**Objetivo 1**
Devuelve, del texto sobre la escritura antropológica, el pasaje entre "La posibilidad de" y "de estos jóvenes.", ambos incluidos.
**Objetivo 2**
Escribe la parte siguiente del texto sobre la escritura antropológica, a partir de su última oración.
------ Extracto de la página ------
La posibilidad de irse del pueblo era parte del horizonte de vida de los jóvenes de su edad:

"Yo estoy esperando a terminar la secundaria para poder irme. Mi sueño es estudiar en Rosario. Mientras, trato de hacer changas en mi tiempo libre, cosa de ir juntando unos pesos. Ahora estoy esperando a ver si se vende un terrenito que tiene un tío de mi vieja, allá en el campo. Si lo vende bien, algo de plata le prometió a ella. Eso sería una pegada".

Las posibilidades de progreso de los jóvenes del pueblo depende muchas veces de estas "pegadas". La situación económica no es buena para nadie, y tener plata para mantenerse afuera no es fácil. Las "changas" son casi la única solución en manos de estos jóvenes.

Todos nos hemos cruzado alguna vez con esos escritos, donde el ejemplo precedente se repite en su forma a lo largo de las páginas, logrando una construcción textual que, leída en su conjunto, abona un segundo cortocircuito en la relación textual entre empiria y teoría. Hay también aquí un entendimiento restringido respecto de cómo se construye el conocimiento antropológico: el campo gana una preponderancia tal (a veces una fascinación tal), que parece bastarse a sí mismo. El material empírico cobra completo protagonismo, pero en un sentido limitante: se transforma en un material de construcción único, que tanto pretende narrar como explicar, todo en un movimiento tautológico. El problema aquí no es que falte necesariamente teoría; es que falta análisis.
------ Datos registrados ------
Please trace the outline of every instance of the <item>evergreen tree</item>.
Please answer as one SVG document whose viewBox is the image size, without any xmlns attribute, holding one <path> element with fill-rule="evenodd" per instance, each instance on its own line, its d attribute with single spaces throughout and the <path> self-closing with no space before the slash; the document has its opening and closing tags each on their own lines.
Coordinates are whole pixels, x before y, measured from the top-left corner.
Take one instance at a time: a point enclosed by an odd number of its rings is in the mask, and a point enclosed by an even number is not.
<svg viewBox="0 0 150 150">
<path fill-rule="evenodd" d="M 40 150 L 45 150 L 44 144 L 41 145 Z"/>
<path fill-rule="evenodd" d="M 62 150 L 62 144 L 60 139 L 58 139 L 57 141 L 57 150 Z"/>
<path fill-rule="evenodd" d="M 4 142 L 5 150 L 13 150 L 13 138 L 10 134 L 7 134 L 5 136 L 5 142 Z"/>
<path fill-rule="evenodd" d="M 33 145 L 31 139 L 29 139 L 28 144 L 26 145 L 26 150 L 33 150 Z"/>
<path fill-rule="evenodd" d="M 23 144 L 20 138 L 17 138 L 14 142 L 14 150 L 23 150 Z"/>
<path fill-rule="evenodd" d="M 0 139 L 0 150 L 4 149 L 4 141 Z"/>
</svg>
------
**Resultado 1**
La posibilidad de irse del pueblo era parte del horizonte de vida de los jóvenes de su edad:

"Yo estoy esperando a terminar la secundaria para poder irme. Mi sueño es estudiar en Rosario. Mientras, trato de hacer changas en mi tiempo libre, cosa de ir juntando unos pesos. Ahora estoy esperando a ver si se vende un terrenito que tiene un tío de mi vieja, allá en el campo. Si lo vende bien, algo de plata le prometió a ella. Eso sería una pegada".

Las posibilidades de progreso de los jóvenes del pueblo depende muchas veces de estas "pegadas". La situación económica no es buena para nadie, y tener plata para mantenerse afuera no es fácil. Las "changas" son casi la única solución en manos de estos jóvenes.

**Resultado 2**
Que el análisis falte puede ser consecuencia, al menos en parte, de la mala interpretación de una muletilla del oficio: darles voz a los sujetos. Llevada al extremo, esta directriz no deja de producir una asociación bastante lineal entre antropología y descripción, al equiparar la transcripción de estas voces con el solo oficio del etnógrafo. Hablo específicamente de lo que sucede en el texto disciplinar: inscribir en ellos la voz de los sujetos —o su equivalente: la explicación del mundo en sus propios términos— termina confundiendo esos escritos con registros asépticos de campo, y haciendo por ende que la narratividad y la empiria se vuelvan insumos que basten y sobren para el sostenimiento de la construcción textual.

Proceder de este modo implicaría —yendo otra vez a los extremos— aquello que ya vaticinara Geertz: producir una interpretación de la forma en que vive un grupo que resultara prisionera de sus horizontes mentales, algo así como "una etnografía de la brujería escrita por una bruja" (1994, p. 75). El resultado no distaría mucho —para retomar los sugerentes contrapuntos disciplinares de Belcher, mencionados antes— de la acción de ir al psicólogo y de encontrarse con que este, a modo de devolución, solo repite lo que uno le dijo. Un texto antropológico —intento argumentar— lo es por no poder prescindir, justamente y en primer lugar, del análisis. Pero también por no poder prescindir de uno que suponga la mediación siempre interpretativa del etnógrafo.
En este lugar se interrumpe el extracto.